> [Stated task] Transcribe the material below line for line, without changing anything.

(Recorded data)
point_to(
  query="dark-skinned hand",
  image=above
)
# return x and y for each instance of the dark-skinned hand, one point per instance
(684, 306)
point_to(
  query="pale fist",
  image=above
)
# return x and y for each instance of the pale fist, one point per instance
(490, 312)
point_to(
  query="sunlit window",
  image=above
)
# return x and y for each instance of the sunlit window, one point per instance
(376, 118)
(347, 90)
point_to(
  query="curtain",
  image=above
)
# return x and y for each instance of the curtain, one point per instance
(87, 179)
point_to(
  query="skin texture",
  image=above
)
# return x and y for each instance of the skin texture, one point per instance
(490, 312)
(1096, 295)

> [Problem solution]
point_to(
  query="dark-skinned hand",
  image=above
)
# return x and y for each instance of the dark-skinned hand, one point per instance
(684, 306)
point_to(
  query="pale fist",
  image=above
)
# return x and y for each instance of the pale fist, one point per instance
(490, 312)
point_to(
  query="sunlit window",
  image=above
)
# return x and y for each instance of the sunlit window, one point per instance
(376, 118)
(347, 90)
point_to(
  query="curtain",
  image=above
)
# return x and y for each instance of the curtain, one point per instance
(87, 179)
point_to(
  query="skin texture",
  image=above
)
# return x and y for each instance of the skin texture, one point per instance
(490, 312)
(1096, 295)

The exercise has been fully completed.